Which lines run from the one containing "of the overcast" to the last line of the entries? Return them exactly, with nothing more.

**Dataset content:**

::::

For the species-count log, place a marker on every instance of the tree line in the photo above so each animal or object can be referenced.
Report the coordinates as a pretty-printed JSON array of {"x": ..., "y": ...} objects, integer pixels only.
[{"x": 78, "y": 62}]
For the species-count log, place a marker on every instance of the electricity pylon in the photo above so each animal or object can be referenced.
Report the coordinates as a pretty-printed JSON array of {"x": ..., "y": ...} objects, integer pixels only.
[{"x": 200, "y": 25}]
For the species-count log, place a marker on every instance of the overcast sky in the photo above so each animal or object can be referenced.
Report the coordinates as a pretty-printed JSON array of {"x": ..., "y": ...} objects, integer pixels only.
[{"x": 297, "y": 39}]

::::

**Expected answer:**
For the species-count log, place a marker on every instance of the overcast sky in the photo above so each animal or object can be referenced.
Report the coordinates as a pretty-printed JSON array of {"x": ..., "y": ...} objects, integer pixels only.
[{"x": 297, "y": 39}]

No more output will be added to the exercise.